**Cosa si richiede**
Trascriva per intero e senza alcuna modifica il testo riportato di seguito, relativo al rinvio degli accertamenti nell'inchiesta sull'omicidio del giudice Scopelliti.

**Testo da analizzare**
Nuovo rinvio per una delle fasi più delicate dell’inchiesta sull’omicidio del giudice Antonino Scopelliti, assassinato il 9 agosto 1991 nella frazione di Piale, a Villa San Giovanni. Gli accertamenti tecnici non ripetibili di tipo biologico, sono stati posticipati al 4 giugno 2025 a causa di un difetto di notifica.
L’avviso formale, sottoscritto dal procuratore Giuseppe Lombardo e dal pm della Direzione Distrettuale Antimafia (DDA) Sara Parezzan, era stato notificato nei giorni scorsi ai 20 indagati ancora in vita e ai familiari del giudice Scopelliti, riconosciuti come parti offese nel procedimento. Tuttavia, non tutte le notifiche sono andate a buon fine, rendendo necessario l’intervento della Squadra Mobile di Reggio Calabria e della segreteria dell’Ufficio del Pubblico Ministero per la comunicazione della nuova data dell’incarico peritale.

[Voci di dati raccolte]

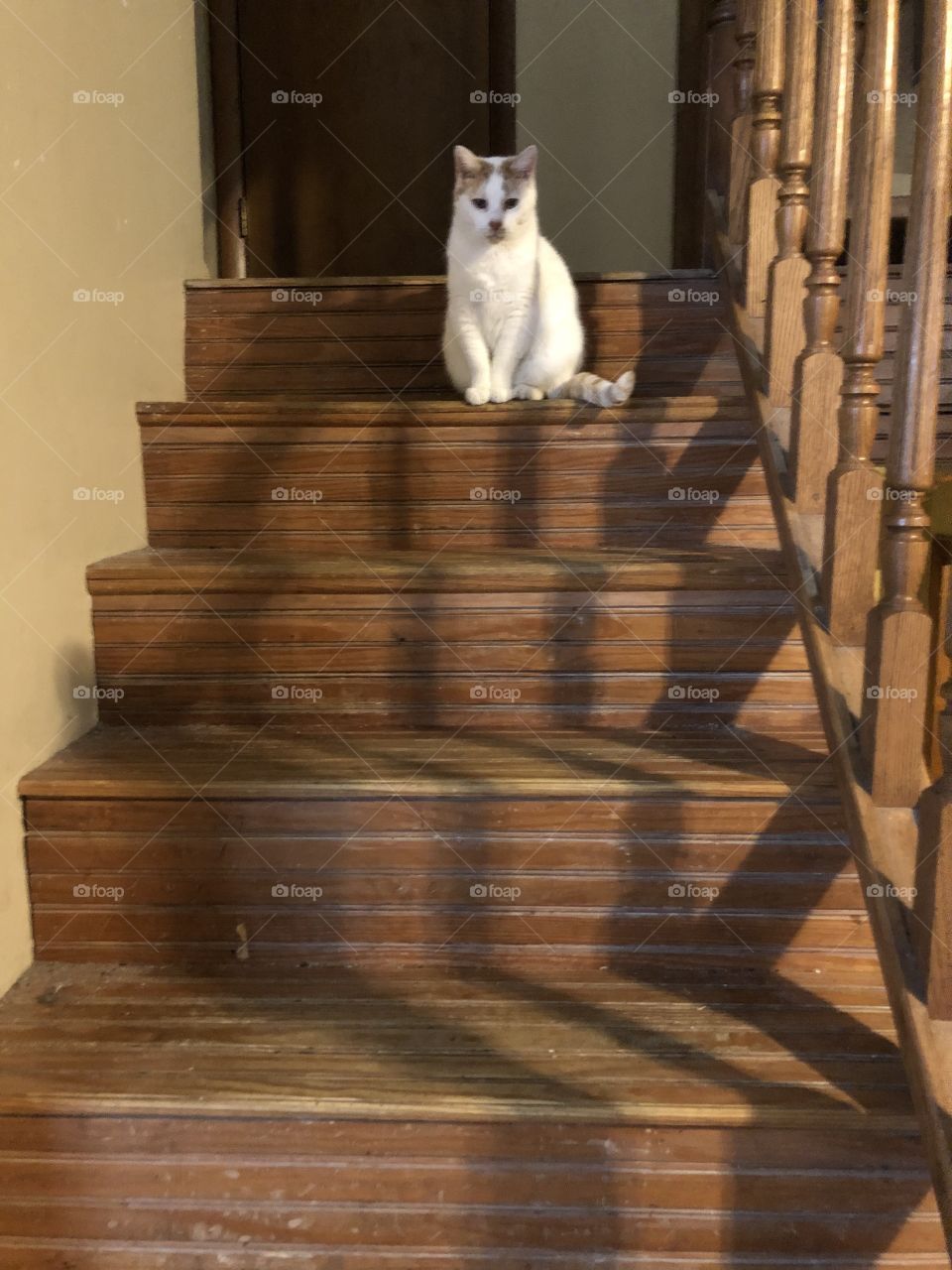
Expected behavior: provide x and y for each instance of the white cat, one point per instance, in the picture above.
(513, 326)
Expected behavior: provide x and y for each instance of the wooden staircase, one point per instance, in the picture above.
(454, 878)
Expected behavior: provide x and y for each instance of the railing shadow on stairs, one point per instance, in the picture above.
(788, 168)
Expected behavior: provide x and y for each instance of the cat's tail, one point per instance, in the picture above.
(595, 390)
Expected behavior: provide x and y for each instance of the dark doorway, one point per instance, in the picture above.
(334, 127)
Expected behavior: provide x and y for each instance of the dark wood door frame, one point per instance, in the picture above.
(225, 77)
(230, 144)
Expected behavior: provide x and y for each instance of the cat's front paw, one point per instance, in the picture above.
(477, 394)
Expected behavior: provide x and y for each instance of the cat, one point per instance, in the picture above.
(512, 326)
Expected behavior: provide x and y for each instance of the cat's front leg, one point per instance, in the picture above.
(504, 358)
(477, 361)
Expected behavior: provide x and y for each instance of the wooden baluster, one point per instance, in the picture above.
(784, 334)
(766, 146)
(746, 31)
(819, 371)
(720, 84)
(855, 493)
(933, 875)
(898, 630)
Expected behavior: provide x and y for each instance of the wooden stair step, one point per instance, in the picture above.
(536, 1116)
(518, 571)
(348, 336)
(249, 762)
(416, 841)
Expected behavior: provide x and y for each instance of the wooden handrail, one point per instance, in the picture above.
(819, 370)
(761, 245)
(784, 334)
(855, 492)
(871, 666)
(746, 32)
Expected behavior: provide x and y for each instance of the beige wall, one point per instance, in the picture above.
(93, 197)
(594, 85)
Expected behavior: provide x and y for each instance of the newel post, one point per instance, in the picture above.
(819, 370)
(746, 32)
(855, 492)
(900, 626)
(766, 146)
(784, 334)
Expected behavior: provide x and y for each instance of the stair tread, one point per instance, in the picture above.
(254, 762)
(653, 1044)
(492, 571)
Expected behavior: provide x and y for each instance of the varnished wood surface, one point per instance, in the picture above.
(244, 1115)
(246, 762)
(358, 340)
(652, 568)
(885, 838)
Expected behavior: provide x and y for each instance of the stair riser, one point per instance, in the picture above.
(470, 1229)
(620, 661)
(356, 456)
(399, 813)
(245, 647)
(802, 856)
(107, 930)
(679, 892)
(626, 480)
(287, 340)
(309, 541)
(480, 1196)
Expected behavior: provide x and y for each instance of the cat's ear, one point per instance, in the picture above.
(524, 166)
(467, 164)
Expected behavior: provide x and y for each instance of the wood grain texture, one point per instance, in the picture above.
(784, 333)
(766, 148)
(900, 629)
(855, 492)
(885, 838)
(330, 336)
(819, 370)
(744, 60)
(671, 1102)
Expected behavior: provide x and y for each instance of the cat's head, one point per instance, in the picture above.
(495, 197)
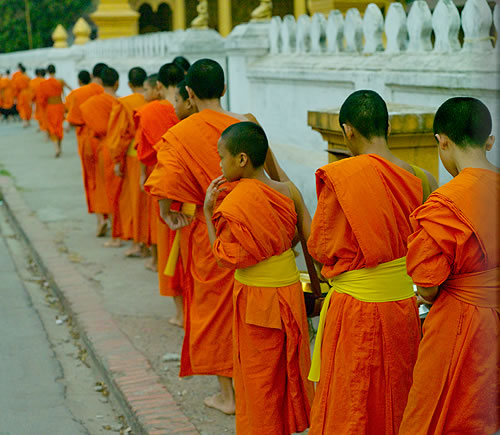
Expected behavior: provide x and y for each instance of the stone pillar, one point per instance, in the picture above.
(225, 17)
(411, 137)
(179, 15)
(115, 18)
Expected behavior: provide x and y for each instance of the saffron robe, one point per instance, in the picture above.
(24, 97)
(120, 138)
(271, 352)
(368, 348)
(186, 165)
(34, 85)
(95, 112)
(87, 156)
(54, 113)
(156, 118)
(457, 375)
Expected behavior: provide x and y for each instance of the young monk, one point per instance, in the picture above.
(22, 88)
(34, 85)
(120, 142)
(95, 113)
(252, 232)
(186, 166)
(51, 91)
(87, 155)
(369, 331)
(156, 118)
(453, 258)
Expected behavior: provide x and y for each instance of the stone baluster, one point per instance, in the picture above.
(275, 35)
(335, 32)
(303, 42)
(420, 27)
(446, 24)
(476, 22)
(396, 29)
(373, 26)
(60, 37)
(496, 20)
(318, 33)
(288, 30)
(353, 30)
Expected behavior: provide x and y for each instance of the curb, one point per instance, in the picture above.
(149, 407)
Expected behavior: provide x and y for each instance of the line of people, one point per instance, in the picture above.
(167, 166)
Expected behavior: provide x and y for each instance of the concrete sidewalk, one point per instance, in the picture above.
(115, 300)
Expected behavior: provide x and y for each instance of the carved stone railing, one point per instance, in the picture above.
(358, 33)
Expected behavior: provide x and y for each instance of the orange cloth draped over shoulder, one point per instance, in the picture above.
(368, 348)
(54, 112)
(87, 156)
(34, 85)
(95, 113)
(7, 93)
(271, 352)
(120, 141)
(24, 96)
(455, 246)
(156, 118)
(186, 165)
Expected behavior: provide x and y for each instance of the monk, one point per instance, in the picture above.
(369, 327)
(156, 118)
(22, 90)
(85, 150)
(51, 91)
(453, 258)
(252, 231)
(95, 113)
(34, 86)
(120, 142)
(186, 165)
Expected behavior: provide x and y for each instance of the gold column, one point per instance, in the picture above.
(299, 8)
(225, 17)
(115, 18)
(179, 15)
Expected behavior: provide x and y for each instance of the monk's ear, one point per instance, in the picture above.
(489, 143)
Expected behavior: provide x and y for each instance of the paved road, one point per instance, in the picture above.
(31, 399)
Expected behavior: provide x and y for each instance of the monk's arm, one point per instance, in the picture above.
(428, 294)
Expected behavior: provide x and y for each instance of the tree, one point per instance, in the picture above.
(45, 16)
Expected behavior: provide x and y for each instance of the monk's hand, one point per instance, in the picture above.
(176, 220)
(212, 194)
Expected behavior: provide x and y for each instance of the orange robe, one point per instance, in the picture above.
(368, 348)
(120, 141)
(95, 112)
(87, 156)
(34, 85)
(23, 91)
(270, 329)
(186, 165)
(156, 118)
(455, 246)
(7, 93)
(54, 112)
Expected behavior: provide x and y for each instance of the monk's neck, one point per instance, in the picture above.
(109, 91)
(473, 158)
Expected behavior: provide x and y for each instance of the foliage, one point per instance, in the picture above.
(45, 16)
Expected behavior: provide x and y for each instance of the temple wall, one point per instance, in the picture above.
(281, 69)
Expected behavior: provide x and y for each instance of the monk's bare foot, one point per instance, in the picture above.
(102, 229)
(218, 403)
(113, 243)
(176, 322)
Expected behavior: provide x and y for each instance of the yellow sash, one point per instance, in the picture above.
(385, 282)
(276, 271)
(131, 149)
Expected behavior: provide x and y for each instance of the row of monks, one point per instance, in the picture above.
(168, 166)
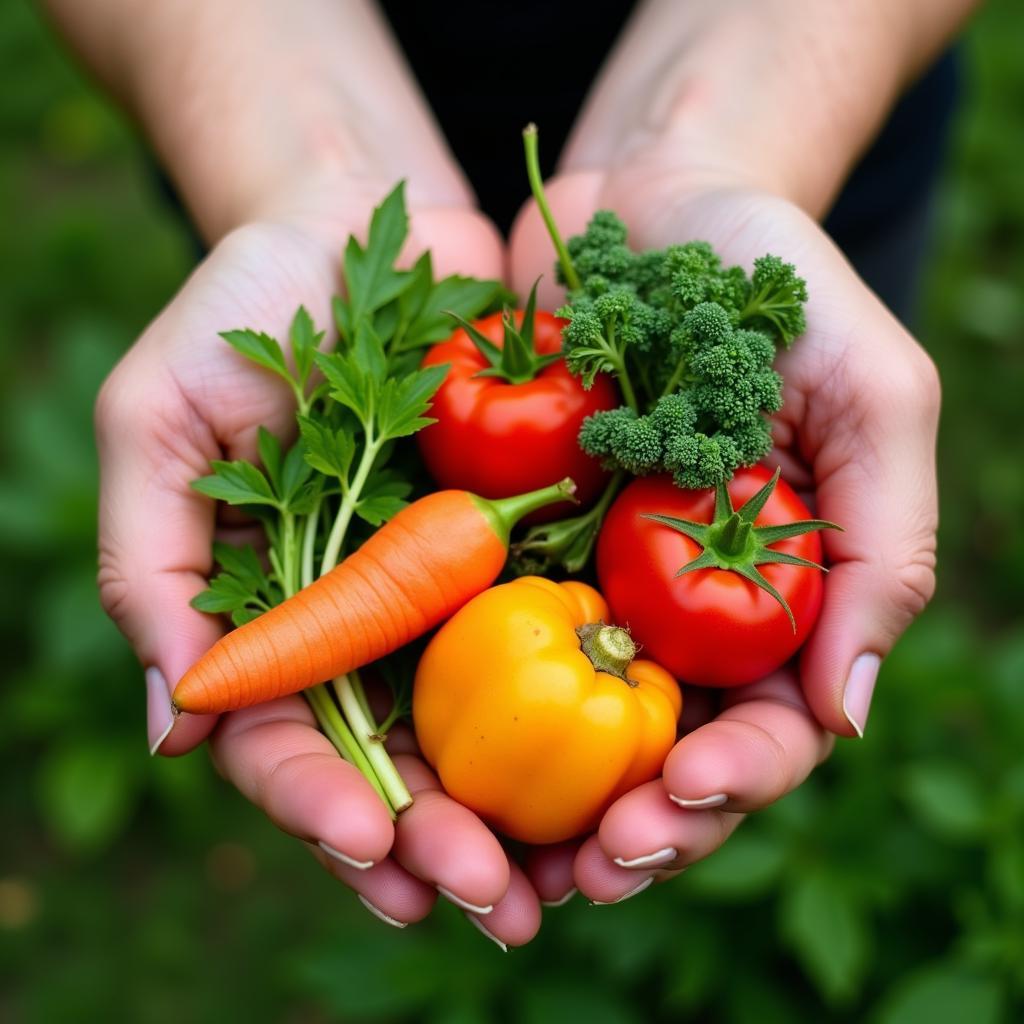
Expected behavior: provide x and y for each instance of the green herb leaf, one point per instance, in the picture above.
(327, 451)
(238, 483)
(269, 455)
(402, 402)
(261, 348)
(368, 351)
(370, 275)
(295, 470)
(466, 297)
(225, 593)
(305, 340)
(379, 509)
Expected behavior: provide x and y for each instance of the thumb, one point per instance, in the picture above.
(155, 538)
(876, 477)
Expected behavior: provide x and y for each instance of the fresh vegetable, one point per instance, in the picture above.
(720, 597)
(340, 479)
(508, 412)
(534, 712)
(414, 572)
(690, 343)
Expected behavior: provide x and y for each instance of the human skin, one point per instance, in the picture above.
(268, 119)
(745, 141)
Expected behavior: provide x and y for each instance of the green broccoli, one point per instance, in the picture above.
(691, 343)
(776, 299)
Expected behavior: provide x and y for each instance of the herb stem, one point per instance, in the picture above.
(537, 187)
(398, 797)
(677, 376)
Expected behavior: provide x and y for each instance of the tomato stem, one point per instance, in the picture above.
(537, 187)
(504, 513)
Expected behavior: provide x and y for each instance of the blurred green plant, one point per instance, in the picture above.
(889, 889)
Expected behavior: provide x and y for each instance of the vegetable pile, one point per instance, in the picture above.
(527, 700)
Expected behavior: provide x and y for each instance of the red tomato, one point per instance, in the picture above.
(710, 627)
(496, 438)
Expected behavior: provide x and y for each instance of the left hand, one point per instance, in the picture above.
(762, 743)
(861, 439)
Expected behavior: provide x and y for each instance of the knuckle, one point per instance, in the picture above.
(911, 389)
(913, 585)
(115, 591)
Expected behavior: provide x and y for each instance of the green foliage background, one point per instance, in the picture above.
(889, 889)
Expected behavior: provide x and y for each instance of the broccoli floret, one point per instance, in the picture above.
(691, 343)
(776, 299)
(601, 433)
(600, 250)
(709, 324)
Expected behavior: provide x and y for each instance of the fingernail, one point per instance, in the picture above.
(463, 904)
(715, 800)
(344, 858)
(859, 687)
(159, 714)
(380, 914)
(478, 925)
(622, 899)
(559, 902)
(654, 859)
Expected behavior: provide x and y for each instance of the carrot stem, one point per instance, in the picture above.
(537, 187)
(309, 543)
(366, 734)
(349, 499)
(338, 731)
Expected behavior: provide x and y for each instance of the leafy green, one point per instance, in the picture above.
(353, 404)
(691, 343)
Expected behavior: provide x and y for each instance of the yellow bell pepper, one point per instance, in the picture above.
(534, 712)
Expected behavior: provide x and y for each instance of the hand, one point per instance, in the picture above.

**Risultato del compito**
Nuovo rinvio per una delle fasi più delicate dell’inchiesta sull’omicidio del giudice Antonino Scopelliti, assassinato il 9 agosto 1991 nella frazione di Piale, a Villa San Giovanni. Gli accertamenti tecnici non ripetibili di tipo biologico, sono stati posticipati al 4 giugno 2025 a causa di un difetto di notifica.
L’avviso formale, sottoscritto dal procuratore Giuseppe Lombardo e dal pm della Direzione Distrettuale Antimafia (DDA) Sara Parezzan, era stato notificato nei giorni scorsi ai 20 indagati ancora in vita e ai familiari del giudice Scopelliti, riconosciuti come parti offese nel procedimento. Tuttavia, non tutte le notifiche sono andate a buon fine, rendendo necessario l’intervento della Squadra Mobile di Reggio Calabria e della segreteria dell’Ufficio del Pubblico Ministero per la comunicazione della nuova data dell’incarico peritale.